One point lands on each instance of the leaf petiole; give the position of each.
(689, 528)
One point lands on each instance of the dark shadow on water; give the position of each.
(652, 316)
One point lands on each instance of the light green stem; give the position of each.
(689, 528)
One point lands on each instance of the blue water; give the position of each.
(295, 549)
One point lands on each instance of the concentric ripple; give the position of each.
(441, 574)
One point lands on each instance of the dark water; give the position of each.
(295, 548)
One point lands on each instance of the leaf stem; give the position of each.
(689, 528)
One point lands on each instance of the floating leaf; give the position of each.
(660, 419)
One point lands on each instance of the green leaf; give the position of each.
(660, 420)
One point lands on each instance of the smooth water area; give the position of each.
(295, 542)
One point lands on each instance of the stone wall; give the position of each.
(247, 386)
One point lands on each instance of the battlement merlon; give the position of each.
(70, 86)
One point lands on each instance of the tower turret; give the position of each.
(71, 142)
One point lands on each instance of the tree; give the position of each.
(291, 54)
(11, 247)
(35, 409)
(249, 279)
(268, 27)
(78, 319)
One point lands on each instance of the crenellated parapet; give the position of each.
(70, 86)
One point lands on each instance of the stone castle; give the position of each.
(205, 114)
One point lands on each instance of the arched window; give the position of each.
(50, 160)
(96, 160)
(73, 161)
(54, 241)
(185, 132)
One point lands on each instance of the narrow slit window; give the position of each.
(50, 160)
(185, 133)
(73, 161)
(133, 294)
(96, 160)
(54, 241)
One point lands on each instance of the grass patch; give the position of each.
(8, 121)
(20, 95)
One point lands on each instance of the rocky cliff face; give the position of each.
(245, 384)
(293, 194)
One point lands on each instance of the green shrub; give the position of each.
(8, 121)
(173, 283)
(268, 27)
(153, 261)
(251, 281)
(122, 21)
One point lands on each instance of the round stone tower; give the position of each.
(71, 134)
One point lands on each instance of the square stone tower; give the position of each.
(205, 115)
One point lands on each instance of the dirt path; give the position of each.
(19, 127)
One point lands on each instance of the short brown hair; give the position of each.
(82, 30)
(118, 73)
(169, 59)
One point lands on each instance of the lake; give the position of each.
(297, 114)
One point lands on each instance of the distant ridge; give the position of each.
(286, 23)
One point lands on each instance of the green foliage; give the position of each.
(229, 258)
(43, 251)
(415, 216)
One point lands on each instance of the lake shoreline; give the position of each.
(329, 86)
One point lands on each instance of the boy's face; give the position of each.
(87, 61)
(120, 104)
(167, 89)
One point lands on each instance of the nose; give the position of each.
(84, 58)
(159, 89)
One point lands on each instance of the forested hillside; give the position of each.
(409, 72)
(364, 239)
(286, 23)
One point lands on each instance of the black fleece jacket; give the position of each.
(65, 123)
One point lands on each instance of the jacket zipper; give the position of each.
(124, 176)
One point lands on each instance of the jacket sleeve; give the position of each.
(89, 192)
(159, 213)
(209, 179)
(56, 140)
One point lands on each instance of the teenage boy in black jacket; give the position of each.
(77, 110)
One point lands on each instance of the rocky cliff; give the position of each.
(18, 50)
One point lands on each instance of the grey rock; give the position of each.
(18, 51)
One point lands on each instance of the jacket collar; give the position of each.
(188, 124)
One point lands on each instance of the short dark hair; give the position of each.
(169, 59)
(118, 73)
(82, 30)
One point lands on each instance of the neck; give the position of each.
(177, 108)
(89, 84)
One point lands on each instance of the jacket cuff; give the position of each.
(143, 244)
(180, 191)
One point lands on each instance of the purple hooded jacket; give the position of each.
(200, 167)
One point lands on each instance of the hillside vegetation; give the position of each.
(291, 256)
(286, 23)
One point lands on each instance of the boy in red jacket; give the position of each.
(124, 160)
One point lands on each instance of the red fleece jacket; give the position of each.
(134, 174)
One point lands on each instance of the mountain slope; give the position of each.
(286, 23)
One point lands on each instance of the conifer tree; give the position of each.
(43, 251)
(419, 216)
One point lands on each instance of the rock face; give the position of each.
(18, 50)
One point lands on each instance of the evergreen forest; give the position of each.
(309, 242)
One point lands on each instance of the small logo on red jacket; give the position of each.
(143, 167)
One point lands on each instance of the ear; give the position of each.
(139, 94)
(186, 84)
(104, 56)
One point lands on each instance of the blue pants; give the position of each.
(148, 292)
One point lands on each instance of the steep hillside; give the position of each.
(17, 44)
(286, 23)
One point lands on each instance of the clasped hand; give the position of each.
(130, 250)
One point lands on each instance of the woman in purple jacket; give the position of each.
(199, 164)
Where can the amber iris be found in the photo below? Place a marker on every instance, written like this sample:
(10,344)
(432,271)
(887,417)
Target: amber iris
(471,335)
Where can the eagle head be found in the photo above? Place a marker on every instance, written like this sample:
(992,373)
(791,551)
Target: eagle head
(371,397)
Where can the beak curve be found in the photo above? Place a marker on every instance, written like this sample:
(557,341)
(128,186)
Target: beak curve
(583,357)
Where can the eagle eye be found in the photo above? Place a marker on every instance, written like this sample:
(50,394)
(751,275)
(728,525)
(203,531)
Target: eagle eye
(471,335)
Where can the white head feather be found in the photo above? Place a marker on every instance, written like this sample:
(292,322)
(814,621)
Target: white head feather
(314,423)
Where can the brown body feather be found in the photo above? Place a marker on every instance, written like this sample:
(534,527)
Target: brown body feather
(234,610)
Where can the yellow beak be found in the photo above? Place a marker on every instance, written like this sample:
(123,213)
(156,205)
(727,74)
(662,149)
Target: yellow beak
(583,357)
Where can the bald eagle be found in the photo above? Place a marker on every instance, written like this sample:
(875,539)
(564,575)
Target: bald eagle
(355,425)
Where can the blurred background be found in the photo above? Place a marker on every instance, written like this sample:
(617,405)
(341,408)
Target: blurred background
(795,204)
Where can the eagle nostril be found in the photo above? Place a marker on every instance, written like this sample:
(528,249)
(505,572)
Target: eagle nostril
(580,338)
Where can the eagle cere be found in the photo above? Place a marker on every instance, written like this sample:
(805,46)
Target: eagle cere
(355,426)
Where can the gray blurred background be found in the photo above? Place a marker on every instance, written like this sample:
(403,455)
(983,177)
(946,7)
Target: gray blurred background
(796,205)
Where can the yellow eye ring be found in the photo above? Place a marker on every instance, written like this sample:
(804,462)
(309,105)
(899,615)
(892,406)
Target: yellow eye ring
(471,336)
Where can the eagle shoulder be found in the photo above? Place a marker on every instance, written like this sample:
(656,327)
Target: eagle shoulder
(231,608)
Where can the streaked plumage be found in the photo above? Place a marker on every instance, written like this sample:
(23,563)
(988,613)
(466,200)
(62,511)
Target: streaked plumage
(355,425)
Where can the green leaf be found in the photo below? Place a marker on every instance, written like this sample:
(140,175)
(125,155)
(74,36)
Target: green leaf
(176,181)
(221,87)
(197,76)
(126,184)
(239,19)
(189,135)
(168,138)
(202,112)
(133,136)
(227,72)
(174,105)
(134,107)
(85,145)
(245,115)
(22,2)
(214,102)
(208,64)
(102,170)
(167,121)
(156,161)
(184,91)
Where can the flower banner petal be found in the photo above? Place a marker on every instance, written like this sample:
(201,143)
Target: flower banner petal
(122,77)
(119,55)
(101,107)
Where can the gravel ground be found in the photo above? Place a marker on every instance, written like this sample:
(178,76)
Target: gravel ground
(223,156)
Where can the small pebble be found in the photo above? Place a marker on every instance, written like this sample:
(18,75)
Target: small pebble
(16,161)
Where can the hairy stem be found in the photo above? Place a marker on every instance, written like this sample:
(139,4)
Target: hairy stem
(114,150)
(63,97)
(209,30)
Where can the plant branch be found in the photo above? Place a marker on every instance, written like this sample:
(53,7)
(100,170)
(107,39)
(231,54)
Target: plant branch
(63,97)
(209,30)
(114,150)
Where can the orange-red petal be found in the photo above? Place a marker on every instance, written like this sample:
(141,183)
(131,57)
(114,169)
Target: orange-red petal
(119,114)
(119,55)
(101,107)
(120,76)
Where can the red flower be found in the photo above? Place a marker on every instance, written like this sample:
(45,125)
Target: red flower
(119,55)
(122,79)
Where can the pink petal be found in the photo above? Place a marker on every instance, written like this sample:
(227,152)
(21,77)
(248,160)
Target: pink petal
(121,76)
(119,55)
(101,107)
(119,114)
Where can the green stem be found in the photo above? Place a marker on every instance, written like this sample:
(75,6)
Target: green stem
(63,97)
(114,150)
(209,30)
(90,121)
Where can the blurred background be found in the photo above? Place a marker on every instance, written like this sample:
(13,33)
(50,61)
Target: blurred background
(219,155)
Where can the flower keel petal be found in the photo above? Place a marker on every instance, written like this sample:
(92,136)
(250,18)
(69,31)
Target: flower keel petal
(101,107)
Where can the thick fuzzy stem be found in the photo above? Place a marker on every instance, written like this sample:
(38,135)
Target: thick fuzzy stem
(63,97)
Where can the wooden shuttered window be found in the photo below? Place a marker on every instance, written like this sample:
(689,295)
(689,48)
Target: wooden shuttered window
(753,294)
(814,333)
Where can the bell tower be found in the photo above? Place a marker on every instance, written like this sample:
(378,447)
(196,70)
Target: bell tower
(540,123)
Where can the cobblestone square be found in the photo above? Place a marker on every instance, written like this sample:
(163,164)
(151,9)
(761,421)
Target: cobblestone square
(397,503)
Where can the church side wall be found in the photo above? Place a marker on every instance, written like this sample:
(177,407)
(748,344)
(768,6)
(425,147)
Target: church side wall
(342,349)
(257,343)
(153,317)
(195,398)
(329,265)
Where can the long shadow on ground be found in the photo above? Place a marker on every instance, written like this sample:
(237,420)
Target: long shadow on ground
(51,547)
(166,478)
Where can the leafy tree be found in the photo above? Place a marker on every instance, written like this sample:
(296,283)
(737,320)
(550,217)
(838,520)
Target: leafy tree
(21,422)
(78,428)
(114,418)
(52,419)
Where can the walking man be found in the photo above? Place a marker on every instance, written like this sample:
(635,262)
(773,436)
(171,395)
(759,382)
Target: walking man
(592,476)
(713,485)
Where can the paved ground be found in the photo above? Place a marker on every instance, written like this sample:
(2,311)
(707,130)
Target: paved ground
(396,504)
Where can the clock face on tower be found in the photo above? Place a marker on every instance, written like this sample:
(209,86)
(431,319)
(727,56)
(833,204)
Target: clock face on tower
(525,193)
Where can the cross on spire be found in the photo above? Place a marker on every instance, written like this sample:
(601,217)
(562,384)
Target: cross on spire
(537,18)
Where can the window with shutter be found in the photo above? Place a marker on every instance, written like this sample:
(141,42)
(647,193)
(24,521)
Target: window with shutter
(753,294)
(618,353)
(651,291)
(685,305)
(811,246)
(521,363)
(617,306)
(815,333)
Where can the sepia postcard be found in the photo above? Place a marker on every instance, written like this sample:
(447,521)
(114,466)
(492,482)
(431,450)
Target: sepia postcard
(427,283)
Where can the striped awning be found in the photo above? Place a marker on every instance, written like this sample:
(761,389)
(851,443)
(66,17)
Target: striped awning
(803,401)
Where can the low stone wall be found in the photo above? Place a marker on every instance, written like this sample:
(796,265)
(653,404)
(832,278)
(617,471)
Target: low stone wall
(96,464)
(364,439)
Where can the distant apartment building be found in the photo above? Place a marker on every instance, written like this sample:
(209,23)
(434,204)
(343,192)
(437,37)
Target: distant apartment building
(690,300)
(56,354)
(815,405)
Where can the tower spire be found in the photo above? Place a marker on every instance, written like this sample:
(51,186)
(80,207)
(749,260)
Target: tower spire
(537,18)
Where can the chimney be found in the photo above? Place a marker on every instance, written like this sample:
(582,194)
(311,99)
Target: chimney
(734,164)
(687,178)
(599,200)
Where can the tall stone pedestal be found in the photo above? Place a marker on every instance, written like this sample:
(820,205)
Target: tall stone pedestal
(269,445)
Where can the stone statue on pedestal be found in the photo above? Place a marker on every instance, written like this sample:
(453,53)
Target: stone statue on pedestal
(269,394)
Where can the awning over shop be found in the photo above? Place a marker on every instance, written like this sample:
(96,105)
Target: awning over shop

____

» **BRIEF**: Return, word for word, each line from the line that contains "Where can the cross" to the end of the listing above; include both end lines and nothing else.

» **IN RESPONSE**:
Where can the cross on spire be found in the photo above? Place a marker on every instance, written like this sample:
(601,217)
(562,384)
Target: cross on spire
(537,18)
Where can the window with shutter be found in the photo above? Place a marker on every instance, written like this sample:
(141,42)
(647,193)
(24,521)
Target: window with shutter
(753,294)
(618,353)
(651,291)
(685,305)
(811,246)
(521,363)
(617,306)
(815,333)
Where can the sepia postcard be found in the photo above? Place a marker on every instance, written like this sample:
(447,521)
(114,466)
(492,482)
(431,450)
Target: sepia postcard
(427,283)
Where can the striped awning be found in the photo above? Place a marker on every instance, written like this sample:
(761,389)
(851,443)
(66,17)
Target: striped awning
(803,401)
Where can the low stone wall be found in the photo above? Place a marker on every instance, written like this sample:
(796,265)
(653,404)
(832,278)
(617,471)
Target: low stone wall
(96,464)
(364,439)
Where can the distant apartment building be found in the photo above? Place a marker on every instance, written like this sample:
(209,23)
(434,204)
(343,192)
(437,37)
Target: distant apartment building
(690,300)
(56,354)
(815,405)
Where can the tower spire be found in the photo above? Place a marker on every instance, written like this sample:
(51,186)
(80,207)
(749,260)
Target: tower spire
(537,18)
Where can the chimney be found in the photo above? Place a marker on every instance, written like this sample:
(582,194)
(311,99)
Target: chimney
(734,164)
(687,178)
(599,200)
Where can the tall stone pedestal be found in the photo above? Place a marker on every instance, written like this sample:
(820,205)
Target: tall stone pedestal
(269,445)
Where can the stone statue on pedestal be found in the photo above? Place a marker on every instance, written like this sample:
(453,53)
Target: stone statue on pedestal
(269,394)
Where can the awning over shop be found in the photo above? Place a marker on every instance, written like this sample:
(96,105)
Target: awning over shop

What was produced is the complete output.